[Your goal] Convert the entries below into a JSON list of strings, with one string for each line and blank lines left out.

Entries for bounding box labeling:
★ ★ ★ ★ ★

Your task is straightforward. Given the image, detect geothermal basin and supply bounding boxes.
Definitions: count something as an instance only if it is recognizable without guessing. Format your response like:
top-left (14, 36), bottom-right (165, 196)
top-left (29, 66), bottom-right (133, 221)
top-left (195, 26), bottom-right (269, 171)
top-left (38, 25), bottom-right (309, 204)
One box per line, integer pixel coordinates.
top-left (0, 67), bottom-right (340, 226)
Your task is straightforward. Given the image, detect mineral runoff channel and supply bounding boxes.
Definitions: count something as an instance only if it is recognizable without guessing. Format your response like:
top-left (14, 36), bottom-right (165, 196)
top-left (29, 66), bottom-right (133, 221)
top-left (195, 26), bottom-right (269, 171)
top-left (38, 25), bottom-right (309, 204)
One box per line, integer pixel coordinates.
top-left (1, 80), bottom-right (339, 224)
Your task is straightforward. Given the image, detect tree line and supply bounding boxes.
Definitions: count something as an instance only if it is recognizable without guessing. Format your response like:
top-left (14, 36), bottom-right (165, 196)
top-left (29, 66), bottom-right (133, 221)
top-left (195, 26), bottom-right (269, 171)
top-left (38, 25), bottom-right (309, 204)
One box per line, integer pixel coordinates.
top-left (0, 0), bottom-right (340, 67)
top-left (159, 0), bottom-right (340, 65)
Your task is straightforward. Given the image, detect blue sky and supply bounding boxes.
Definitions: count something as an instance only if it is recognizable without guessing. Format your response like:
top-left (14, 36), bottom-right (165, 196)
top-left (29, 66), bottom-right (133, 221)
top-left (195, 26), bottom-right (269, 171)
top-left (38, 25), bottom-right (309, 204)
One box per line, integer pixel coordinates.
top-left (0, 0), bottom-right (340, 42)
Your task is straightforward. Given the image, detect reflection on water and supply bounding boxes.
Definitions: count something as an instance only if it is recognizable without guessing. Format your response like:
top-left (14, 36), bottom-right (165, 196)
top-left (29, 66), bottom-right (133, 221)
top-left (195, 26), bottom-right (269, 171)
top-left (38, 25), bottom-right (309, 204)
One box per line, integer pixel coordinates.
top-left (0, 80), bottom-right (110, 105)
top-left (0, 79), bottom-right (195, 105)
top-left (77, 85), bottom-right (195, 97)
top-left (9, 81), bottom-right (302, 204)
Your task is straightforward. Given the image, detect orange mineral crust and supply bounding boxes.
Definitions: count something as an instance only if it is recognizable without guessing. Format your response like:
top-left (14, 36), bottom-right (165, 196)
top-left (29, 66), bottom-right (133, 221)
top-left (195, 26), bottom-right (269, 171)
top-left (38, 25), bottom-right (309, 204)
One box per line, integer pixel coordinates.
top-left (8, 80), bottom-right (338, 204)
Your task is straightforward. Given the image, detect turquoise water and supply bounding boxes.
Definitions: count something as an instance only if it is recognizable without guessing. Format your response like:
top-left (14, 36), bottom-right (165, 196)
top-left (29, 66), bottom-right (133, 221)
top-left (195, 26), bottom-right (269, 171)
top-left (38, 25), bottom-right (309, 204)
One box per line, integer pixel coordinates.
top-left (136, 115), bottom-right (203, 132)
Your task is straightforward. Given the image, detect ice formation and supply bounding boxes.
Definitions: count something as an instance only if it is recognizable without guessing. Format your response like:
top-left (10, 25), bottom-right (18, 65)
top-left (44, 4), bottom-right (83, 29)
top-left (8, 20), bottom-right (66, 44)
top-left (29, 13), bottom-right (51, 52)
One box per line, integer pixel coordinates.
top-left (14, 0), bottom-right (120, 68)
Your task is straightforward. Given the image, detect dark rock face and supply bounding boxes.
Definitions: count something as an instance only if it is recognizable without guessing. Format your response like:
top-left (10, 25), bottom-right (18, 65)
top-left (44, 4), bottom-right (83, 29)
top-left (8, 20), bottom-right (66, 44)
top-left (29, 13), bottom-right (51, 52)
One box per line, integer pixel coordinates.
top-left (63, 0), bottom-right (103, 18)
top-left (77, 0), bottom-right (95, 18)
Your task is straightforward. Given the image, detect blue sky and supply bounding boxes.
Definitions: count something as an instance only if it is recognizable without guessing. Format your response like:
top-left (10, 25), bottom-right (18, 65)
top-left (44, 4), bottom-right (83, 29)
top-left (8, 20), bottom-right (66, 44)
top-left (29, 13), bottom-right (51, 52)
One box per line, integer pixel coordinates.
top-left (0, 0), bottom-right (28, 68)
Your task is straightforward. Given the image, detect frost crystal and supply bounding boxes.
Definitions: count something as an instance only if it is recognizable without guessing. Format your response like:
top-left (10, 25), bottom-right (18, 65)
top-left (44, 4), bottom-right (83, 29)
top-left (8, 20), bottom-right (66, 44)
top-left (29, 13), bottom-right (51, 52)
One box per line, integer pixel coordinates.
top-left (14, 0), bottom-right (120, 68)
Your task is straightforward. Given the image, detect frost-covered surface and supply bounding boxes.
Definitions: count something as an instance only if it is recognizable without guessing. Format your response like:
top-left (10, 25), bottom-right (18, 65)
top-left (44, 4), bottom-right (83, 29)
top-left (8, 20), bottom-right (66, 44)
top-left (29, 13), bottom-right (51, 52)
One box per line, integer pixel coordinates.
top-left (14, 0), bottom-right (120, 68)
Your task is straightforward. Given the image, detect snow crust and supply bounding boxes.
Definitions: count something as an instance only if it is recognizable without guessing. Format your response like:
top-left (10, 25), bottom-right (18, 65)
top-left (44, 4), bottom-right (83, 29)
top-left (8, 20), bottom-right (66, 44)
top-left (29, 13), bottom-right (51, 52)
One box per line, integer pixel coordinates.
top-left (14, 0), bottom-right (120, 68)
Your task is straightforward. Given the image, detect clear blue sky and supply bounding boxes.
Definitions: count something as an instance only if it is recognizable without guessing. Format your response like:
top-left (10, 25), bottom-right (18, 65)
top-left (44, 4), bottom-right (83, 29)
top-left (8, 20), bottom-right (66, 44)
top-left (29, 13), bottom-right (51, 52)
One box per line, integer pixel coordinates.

★ ★ ★ ★ ★

[Written response]
[
  "Your task is straightforward. Given the image, detect geothermal basin and supply bounding boxes.",
  "Definitions: count something as an instance only if it is recognizable without guessing. Format your response like:",
  "top-left (14, 36), bottom-right (165, 196)",
  "top-left (29, 66), bottom-right (133, 221)",
  "top-left (195, 26), bottom-right (269, 171)",
  "top-left (38, 25), bottom-right (309, 204)",
  "One box per line, integer pixel coordinates.",
  "top-left (0, 67), bottom-right (340, 226)",
  "Your task is straightforward. Given the image, detect mineral runoff channel and supply bounding boxes.",
  "Definitions: count something as an instance only if it is recognizable without guessing. Format your response like:",
  "top-left (14, 36), bottom-right (165, 196)",
  "top-left (29, 66), bottom-right (133, 221)",
  "top-left (195, 26), bottom-right (269, 171)",
  "top-left (38, 25), bottom-right (309, 204)",
  "One box per line, integer pixel coordinates.",
  "top-left (1, 80), bottom-right (339, 224)",
  "Your task is straightforward. Given the image, detect tree line and supply bounding boxes.",
  "Definitions: count something as an instance only if it is recognizable without guessing. Format your response like:",
  "top-left (14, 36), bottom-right (165, 196)",
  "top-left (29, 66), bottom-right (133, 221)",
  "top-left (195, 26), bottom-right (269, 171)",
  "top-left (38, 25), bottom-right (309, 204)",
  "One box per line, integer pixel coordinates.",
  "top-left (0, 0), bottom-right (340, 67)",
  "top-left (159, 0), bottom-right (340, 65)",
  "Your task is straightforward. Given the image, detect blue sky and supply bounding boxes.",
  "Definitions: count something as an instance only if it is recognizable without guessing. Format your response like:",
  "top-left (14, 36), bottom-right (165, 196)",
  "top-left (29, 66), bottom-right (133, 221)",
  "top-left (195, 26), bottom-right (269, 171)",
  "top-left (38, 25), bottom-right (309, 204)",
  "One box per line, integer pixel coordinates.",
  "top-left (0, 0), bottom-right (340, 42)",
  "Your task is straightforward. Given the image, detect reflection on water and supply bounding boxes.",
  "Definitions: count something as an instance only if it is recognizable without guessing. Format your response like:",
  "top-left (14, 36), bottom-right (165, 196)",
  "top-left (29, 66), bottom-right (133, 221)",
  "top-left (195, 26), bottom-right (269, 171)",
  "top-left (38, 25), bottom-right (309, 204)",
  "One box per line, integer pixel coordinates.",
  "top-left (0, 80), bottom-right (110, 105)",
  "top-left (0, 79), bottom-right (195, 105)",
  "top-left (77, 85), bottom-right (195, 97)",
  "top-left (9, 81), bottom-right (302, 204)",
  "Your task is straightforward. Given the image, detect orange mineral crust and supply bounding boxes.",
  "Definitions: count something as an instance only if it is recognizable without guessing. Format your response like:",
  "top-left (14, 36), bottom-right (165, 196)",
  "top-left (29, 66), bottom-right (133, 221)",
  "top-left (195, 26), bottom-right (269, 171)",
  "top-left (38, 25), bottom-right (309, 204)",
  "One box per line, integer pixel coordinates.",
  "top-left (8, 80), bottom-right (338, 204)",
  "Your task is straightforward. Given the image, detect turquoise water and supply bounding boxes.",
  "Definitions: count something as an instance only if it is recognizable without guessing. Format your response like:",
  "top-left (14, 36), bottom-right (165, 196)",
  "top-left (29, 66), bottom-right (133, 221)",
  "top-left (195, 26), bottom-right (269, 171)",
  "top-left (38, 25), bottom-right (309, 204)",
  "One box per line, integer pixel coordinates.",
  "top-left (136, 115), bottom-right (203, 132)",
  "Your task is straightforward. Given the image, detect ice formation and supply bounding boxes.",
  "Definitions: count something as an instance only if it is recognizable without guessing. Format your response like:",
  "top-left (10, 25), bottom-right (18, 65)",
  "top-left (44, 4), bottom-right (83, 29)",
  "top-left (8, 20), bottom-right (66, 44)",
  "top-left (29, 13), bottom-right (51, 52)",
  "One box per line, integer pixel coordinates.",
  "top-left (14, 0), bottom-right (120, 68)",
  "Your task is straightforward. Given the image, detect dark rock face and supply bounding boxes.",
  "Definitions: count something as an instance only if it is recognizable without guessing. Format your response like:",
  "top-left (10, 25), bottom-right (18, 65)",
  "top-left (44, 4), bottom-right (83, 29)",
  "top-left (8, 20), bottom-right (66, 44)",
  "top-left (29, 13), bottom-right (51, 52)",
  "One box per line, integer pixel coordinates.",
  "top-left (63, 0), bottom-right (103, 18)",
  "top-left (77, 0), bottom-right (95, 18)",
  "Your task is straightforward. Given the image, detect blue sky and supply bounding boxes.",
  "Definitions: count something as an instance only if it is recognizable without guessing. Format your response like:",
  "top-left (10, 25), bottom-right (18, 65)",
  "top-left (44, 4), bottom-right (83, 29)",
  "top-left (8, 20), bottom-right (66, 44)",
  "top-left (29, 13), bottom-right (51, 52)",
  "One box per line, integer pixel coordinates.",
  "top-left (0, 0), bottom-right (28, 68)",
  "Your task is straightforward. Given the image, detect frost crystal and supply bounding boxes.",
  "Definitions: count something as an instance only if it is recognizable without guessing. Format your response like:",
  "top-left (10, 25), bottom-right (18, 65)",
  "top-left (44, 4), bottom-right (83, 29)",
  "top-left (8, 20), bottom-right (66, 44)",
  "top-left (29, 13), bottom-right (51, 52)",
  "One box per line, integer pixel coordinates.",
  "top-left (14, 0), bottom-right (120, 68)",
  "Your task is straightforward. Given the image, detect frost-covered surface and supply bounding boxes.",
  "Definitions: count something as an instance only if it is recognizable without guessing. Format your response like:",
  "top-left (10, 25), bottom-right (18, 65)",
  "top-left (44, 4), bottom-right (83, 29)",
  "top-left (8, 20), bottom-right (66, 44)",
  "top-left (29, 13), bottom-right (51, 52)",
  "One box per line, integer pixel coordinates.",
  "top-left (14, 0), bottom-right (120, 68)",
  "Your task is straightforward. Given the image, detect snow crust and supply bounding boxes.",
  "Definitions: count something as an instance only if it is recognizable without guessing. Format your response like:",
  "top-left (10, 25), bottom-right (18, 65)",
  "top-left (44, 4), bottom-right (83, 29)",
  "top-left (8, 20), bottom-right (66, 44)",
  "top-left (29, 13), bottom-right (51, 52)",
  "One box per line, integer pixel coordinates.",
  "top-left (14, 0), bottom-right (120, 68)",
  "Your task is straightforward. Given the image, detect clear blue sky and supply bounding boxes.",
  "Definitions: count something as an instance only if it is recognizable without guessing. Format your response like:",
  "top-left (10, 25), bottom-right (18, 65)",
  "top-left (44, 4), bottom-right (83, 29)",
  "top-left (8, 20), bottom-right (66, 44)",
  "top-left (29, 13), bottom-right (51, 52)",
  "One box per line, integer pixel coordinates."
]